Arrange all of the rows below as a numbered list, leaving out any blank lines.
-- START Records provided --
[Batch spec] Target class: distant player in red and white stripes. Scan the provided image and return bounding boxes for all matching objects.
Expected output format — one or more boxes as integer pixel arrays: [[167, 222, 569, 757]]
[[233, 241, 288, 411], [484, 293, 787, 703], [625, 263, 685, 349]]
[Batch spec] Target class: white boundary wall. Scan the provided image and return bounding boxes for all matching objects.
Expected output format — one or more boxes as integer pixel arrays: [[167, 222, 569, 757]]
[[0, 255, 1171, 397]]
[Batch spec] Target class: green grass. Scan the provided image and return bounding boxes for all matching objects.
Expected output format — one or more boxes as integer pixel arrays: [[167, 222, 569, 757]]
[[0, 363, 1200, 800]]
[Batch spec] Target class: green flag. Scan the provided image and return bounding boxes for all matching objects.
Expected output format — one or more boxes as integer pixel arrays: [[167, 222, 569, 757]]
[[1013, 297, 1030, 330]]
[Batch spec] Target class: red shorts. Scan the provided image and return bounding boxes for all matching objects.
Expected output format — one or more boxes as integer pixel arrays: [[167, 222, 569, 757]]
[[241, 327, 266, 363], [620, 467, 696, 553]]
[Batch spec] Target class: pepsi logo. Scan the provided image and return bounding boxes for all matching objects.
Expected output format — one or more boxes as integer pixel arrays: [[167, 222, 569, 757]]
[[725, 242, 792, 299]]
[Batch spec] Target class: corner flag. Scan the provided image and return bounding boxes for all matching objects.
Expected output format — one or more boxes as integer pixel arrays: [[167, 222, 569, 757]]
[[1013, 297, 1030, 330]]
-- END Records provided --
_In response_.
1. [Batch spec] Target class: distant player in red and white stripes. Scan the provided image and return bounding boxes for all matching objects.
2. Expected output format — one or more boxes as integer pixel arrays: [[167, 222, 569, 757]]
3. [[233, 241, 288, 411], [484, 293, 787, 703], [625, 263, 685, 349]]
4. [Batch spec] Target class: white boundary wall. Scan the provided image and return bounding boxes for all matching objects.
5. Expected output format — one or more boxes as integer pixel arrays: [[167, 222, 569, 757]]
6. [[0, 255, 1171, 397]]
7. [Batch spec] Target class: green grass. Scan the provided image and return bounding boxes for all matching objects.
8. Expected output format — one or more boxes as integer pixel arrays: [[167, 222, 569, 757]]
9. [[0, 363, 1200, 800]]
10. [Batch spec] Target class: green flag. Scan the provided image and return bounding boxes for all matching objects.
11. Expected output format — one or more boxes as integer pixel arrays: [[167, 222, 569, 757]]
12. [[1013, 297, 1030, 330]]
13. [Batch spec] Target class: red shorts. Scan the provided image and return bounding boxes for all matching objects.
14. Expected output format — one or more boxes as integer pixel arrays: [[167, 222, 569, 757]]
15. [[241, 327, 266, 363], [620, 467, 696, 553]]
16. [Batch spec] Target class: pepsi logo. Scan the provided image and return bounding boxes for all matching objects.
17. Expected output format — one or more boxes as integer pixel arrays: [[167, 222, 569, 757]]
18. [[725, 242, 792, 299]]
19. [Batch spec] Target class: corner flag. Scan the provided image and return bounding boxes for all matching objects.
20. Expected output format — one or more boxes as integer pixel arrays: [[167, 222, 569, 757]]
21. [[1013, 297, 1030, 330]]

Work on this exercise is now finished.